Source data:
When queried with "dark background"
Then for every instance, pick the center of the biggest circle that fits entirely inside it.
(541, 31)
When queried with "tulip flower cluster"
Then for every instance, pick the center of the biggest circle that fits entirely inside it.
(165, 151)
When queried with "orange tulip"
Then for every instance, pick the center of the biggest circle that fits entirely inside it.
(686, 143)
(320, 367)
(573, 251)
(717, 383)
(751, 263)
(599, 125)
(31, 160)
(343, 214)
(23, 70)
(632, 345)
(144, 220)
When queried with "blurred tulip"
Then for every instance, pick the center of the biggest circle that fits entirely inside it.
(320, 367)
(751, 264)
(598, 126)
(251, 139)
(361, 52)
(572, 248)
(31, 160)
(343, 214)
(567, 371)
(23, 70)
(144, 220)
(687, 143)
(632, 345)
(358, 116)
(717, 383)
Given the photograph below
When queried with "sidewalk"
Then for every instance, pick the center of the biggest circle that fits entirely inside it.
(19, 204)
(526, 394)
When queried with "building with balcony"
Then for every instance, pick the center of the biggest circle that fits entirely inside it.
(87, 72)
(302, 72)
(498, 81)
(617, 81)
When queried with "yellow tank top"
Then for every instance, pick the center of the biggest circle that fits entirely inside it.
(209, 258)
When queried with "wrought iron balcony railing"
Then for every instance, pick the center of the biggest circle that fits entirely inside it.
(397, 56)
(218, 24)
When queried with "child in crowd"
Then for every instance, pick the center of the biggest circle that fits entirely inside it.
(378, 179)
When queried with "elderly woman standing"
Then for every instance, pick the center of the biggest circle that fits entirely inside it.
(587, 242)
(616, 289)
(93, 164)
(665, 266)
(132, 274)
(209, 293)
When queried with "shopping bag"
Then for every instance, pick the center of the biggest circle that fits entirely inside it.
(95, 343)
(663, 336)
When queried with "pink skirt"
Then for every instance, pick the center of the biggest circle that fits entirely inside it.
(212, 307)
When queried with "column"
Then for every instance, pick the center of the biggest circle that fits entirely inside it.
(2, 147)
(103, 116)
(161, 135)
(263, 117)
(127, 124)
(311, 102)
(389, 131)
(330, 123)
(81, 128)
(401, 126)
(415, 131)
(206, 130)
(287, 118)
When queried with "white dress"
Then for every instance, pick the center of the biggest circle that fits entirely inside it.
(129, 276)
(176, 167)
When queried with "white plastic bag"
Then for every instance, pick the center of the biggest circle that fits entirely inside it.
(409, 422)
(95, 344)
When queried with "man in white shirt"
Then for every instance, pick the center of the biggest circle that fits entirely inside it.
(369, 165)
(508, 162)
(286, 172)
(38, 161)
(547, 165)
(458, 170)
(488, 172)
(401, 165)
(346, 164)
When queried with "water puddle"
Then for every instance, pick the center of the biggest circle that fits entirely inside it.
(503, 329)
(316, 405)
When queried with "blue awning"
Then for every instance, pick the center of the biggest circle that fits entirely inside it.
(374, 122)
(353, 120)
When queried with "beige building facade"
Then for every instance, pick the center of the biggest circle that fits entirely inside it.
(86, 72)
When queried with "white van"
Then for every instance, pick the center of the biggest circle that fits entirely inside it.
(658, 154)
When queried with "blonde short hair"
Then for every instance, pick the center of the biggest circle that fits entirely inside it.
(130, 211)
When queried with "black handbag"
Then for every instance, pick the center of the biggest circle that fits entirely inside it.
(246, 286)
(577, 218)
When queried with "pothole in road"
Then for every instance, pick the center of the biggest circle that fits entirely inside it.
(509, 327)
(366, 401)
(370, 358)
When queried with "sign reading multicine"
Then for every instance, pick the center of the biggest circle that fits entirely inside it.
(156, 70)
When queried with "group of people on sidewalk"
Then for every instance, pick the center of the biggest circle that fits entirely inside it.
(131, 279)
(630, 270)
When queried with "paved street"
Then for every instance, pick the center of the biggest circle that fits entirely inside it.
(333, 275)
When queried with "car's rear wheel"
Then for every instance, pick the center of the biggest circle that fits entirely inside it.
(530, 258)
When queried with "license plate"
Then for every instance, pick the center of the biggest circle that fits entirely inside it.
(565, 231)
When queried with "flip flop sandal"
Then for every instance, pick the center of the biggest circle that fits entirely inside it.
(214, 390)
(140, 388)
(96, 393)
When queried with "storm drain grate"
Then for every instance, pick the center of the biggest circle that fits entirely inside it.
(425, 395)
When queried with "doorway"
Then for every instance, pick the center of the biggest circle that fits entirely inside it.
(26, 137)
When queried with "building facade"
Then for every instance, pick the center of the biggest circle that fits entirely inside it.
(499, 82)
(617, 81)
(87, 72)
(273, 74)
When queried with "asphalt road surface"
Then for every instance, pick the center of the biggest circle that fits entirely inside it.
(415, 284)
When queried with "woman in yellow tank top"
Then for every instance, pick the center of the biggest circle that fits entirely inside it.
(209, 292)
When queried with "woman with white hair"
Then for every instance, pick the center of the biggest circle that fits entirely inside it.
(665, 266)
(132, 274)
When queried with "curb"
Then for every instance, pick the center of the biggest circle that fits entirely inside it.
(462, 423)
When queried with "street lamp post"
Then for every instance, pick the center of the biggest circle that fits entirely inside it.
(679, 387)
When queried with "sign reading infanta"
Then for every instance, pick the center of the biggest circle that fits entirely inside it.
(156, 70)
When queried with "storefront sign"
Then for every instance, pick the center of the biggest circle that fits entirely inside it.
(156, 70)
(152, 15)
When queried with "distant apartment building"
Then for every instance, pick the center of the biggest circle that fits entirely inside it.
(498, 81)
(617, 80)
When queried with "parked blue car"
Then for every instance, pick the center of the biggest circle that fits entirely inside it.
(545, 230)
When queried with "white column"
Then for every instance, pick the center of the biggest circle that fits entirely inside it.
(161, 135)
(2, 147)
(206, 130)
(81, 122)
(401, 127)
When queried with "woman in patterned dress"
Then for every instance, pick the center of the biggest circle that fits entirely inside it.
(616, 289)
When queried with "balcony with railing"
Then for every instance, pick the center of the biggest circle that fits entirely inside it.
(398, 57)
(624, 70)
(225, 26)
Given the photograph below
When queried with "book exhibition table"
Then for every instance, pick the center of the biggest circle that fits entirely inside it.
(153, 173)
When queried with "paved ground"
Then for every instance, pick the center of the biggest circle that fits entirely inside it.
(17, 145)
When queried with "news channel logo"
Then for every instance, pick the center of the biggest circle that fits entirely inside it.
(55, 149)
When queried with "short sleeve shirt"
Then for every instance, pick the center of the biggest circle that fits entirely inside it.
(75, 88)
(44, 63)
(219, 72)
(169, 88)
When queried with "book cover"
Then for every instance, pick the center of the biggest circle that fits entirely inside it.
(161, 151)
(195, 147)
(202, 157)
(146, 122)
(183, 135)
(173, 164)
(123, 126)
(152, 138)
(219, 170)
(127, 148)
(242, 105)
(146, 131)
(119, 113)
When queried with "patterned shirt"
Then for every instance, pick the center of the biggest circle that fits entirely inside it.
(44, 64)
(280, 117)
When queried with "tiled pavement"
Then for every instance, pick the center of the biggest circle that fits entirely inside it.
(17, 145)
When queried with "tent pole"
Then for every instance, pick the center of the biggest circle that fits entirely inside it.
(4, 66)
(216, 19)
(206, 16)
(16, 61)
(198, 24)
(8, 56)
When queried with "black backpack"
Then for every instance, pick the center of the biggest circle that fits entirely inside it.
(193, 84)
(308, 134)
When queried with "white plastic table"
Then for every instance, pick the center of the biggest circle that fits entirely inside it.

TASK DIRECTIONS | The records above must be reproduced word for word.

ANSWER BOX |
When queried with "dark background"
Then for every instance, pick the center of the biggest circle that fits entirely inside it.
(541, 31)
When queried with "tulip flower cluster"
Then for every instance, pick the center of the biggest circle that fits entirely inside it.
(165, 151)
When queried with "orange tulip"
Then for every instance, pick the center of the biggest circle that fits entirely inside it.
(686, 143)
(320, 367)
(573, 251)
(717, 383)
(751, 263)
(599, 125)
(31, 160)
(343, 214)
(23, 70)
(632, 345)
(144, 220)
When queried with "blurred tulip"
Then for every instance, pick the center of the biggest circle that fits entirely inside it.
(320, 367)
(751, 264)
(598, 126)
(251, 139)
(361, 52)
(572, 248)
(31, 160)
(343, 214)
(567, 371)
(23, 70)
(144, 220)
(687, 143)
(632, 345)
(358, 116)
(717, 383)
Given the photograph below
When queried with "sidewalk"
Then for every instance, pick the center of the biggest circle that fits entirely inside it.
(19, 204)
(526, 394)
When queried with "building with balcony"
Then for every instance, pick the center of the biggest circle that fits entirely inside it.
(87, 72)
(302, 72)
(498, 81)
(617, 81)
When queried with "yellow tank top"
Then for every instance, pick the center of the biggest circle that fits entirely inside it.
(209, 258)
When queried with "wrought iron balcony railing"
Then for every instance, pick the center of the biggest circle that fits entirely inside it.
(397, 56)
(218, 24)
When queried with "child in crowd"
Then for every instance, pick the center of the biggest circle that fits entirely inside it.
(378, 179)
When queried with "elderly woman standing"
Then for every instance, pick the center of the biggest circle that fits entirely inside it.
(587, 242)
(616, 289)
(93, 164)
(665, 266)
(132, 274)
(209, 293)
When queried with "shopping bag"
Then for every instance, pick the center of the biggest circle that fits entirely inside it.
(95, 343)
(663, 336)
When queried with "pink skirt"
Then for every instance, pick the center of the biggest circle that fits entirely inside it.
(212, 307)
When queried with "column"
Then for every instance, pick the center of the biggest circle that fits entirely inside it.
(2, 147)
(103, 116)
(161, 135)
(263, 117)
(127, 124)
(311, 102)
(389, 131)
(330, 123)
(81, 128)
(401, 126)
(415, 131)
(206, 130)
(287, 118)
When queried with "white dress"
Then for every instance, pick the center of the biggest circle that fits entirely inside it.
(129, 276)
(176, 167)
When queried with "white plastic bag"
Then for every instance, pick the center of the biggest circle that fits entirely inside it.
(409, 422)
(95, 344)
When queried with "man in white shirt"
Then for every instance, pick the center of the biggest circle that fits entirely inside it.
(369, 165)
(508, 162)
(286, 172)
(38, 161)
(547, 165)
(458, 170)
(488, 172)
(401, 165)
(346, 164)
When queried with "water puddle"
Then for every instance, pick the center of the biggest circle that fits entirely inside it.
(503, 329)
(316, 405)
When queried with "blue awning"
Then for every instance, pick the center of the biggest circle that fits entirely inside it.
(374, 122)
(353, 120)
When queried with "beige building facade"
Then for every instance, pick the center of the biggest circle that fits entirely inside it.
(86, 72)
When queried with "white van"
Then for every instance, pick the center of the biggest circle that fits entirely inside it.
(658, 154)
When queried with "blonde short hair"
Then for every instance, pick the center of the biggest circle that fits entirely inside it.
(130, 211)
When queried with "black handbag"
Then for every instance, pick the center of the biggest circle that fits entirely inside it.
(246, 286)
(577, 218)
When queried with "pothole in road"
Then for every instance, pick the center of the biggest circle that fits entirely inside it.
(509, 327)
(366, 401)
(370, 358)
When queried with "sign reading multicine"
Then for every instance, pick the center of the biggest circle that fits entirely inside it.
(156, 70)
When queried with "group of people on sidewalk"
Then for every instance, pick the center of the biggest circle that fits entirely inside it.
(131, 279)
(630, 270)
When queried with "paved street"
Then for every instance, pick the center of the biggest circle that fits entirely inside it.
(333, 275)
When queried with "car's rear wheel"
Then for every instance, pick the center of the biggest circle that fits entirely inside it.
(530, 258)
When queried with "license plate"
Then for every instance, pick the center of the biggest circle that fits entirely inside it.
(565, 231)
When queried with "flip flop sandal"
Then for every instance, pick the center of the biggest circle that fits entirely inside it.
(214, 390)
(140, 388)
(96, 393)
When queried with "storm drain grate"
Then for every instance, pick the center of the biggest circle that fits entirely inside it.
(425, 395)
When queried with "doorway"
Then for every instance, pick the center of the biggest circle that fits entirely inside it.
(26, 137)
When queried with "building facade"
Then for every instance, pick the center of the biggest circle that fits entirely inside it.
(499, 82)
(617, 81)
(87, 72)
(273, 74)
When queried with "asphalt road surface"
Then for every instance, pick the center of the biggest circle that fits entirely inside it.
(415, 284)
When queried with "woman in yellow tank top"
Then for every instance, pick the center of the biggest circle that fits entirely inside it.
(209, 292)
When queried with "woman with white hair"
Then for every instance, pick the center of the biggest circle that fits entirely inside it.
(665, 266)
(132, 274)
When queried with "curb"
Then for every instance, pick the center of the biggest circle that fits entirely inside it.
(462, 423)
When queried with "street lamp post"
Then for every instance, pick the center of the biggest circle that fits entirely inside it.
(679, 387)
When queried with "sign reading infanta"
Then for every instance, pick the center of the biggest circle that fits entirely inside it.
(156, 70)
When queried with "storefront sign"
Then for every instance, pick the center of the biggest circle that fits entirely inside it.
(156, 70)
(152, 15)
When queried with "distant apartment building"
Then for every instance, pick the center of the biggest circle that fits entirely inside it.
(498, 81)
(617, 80)
When queried with "parked blue car"
Then for every instance, pick the center of the biggest circle that fits entirely inside it.
(545, 230)
When queried with "white column"
Then for every instance, pick the center of the biggest circle that fits entirely inside it.
(161, 135)
(2, 147)
(206, 130)
(81, 122)
(401, 127)
When queried with "woman in patterned dress"
Then for every instance, pick the center of the biggest circle that fits entirely inside it.
(616, 289)
When queried with "balcony with railing"
Then for every instance, pick the center of the biggest circle that fits entirely inside it.
(398, 57)
(624, 70)
(225, 26)
Given the photograph below
When queried with "book exhibition table"
Then for every instance, pick the center of the biggest circle that fits entirely inside it.
(153, 173)
When queried with "paved ground"
Then for every instance, pick the center of the biggest circle that fits entirely inside it.
(17, 145)
When queried with "news channel logo"
Then for every instance, pick the center of the biggest circle that fits entirely inside it.
(55, 149)
When queried with "short sleeve shirt"
Then for every instance, pick the center of the biggest circle that fits entirely inside it.
(75, 88)
(44, 63)
(219, 72)
(169, 88)
When queried with "book cover"
Then for every instance, pick the center of the biggest circle that fits entirely inside it.
(161, 151)
(195, 147)
(202, 157)
(146, 122)
(183, 135)
(173, 164)
(123, 126)
(152, 138)
(219, 170)
(127, 148)
(242, 105)
(146, 131)
(119, 113)
When queried with "patterned shirt"
Then for every instance, pick the center of the biggest circle that fits entirely inside it.
(44, 64)
(280, 117)
When queried with "tiled pavement"
Then for every instance, pick the center of the biggest circle that fits entirely inside it.
(17, 145)
When queried with "tent pole"
Then for every instance, pick the center of the biggest circle that fits entirely inside it.
(4, 66)
(216, 19)
(206, 16)
(16, 61)
(198, 24)
(8, 56)
When queried with "black backpack"
Then for every instance, pick the center of the biggest circle that fits entirely inside it.
(193, 84)
(308, 134)
When queried with "white plastic table"
Then for every instance, pick the center of the biggest circle that fits entirely inside it.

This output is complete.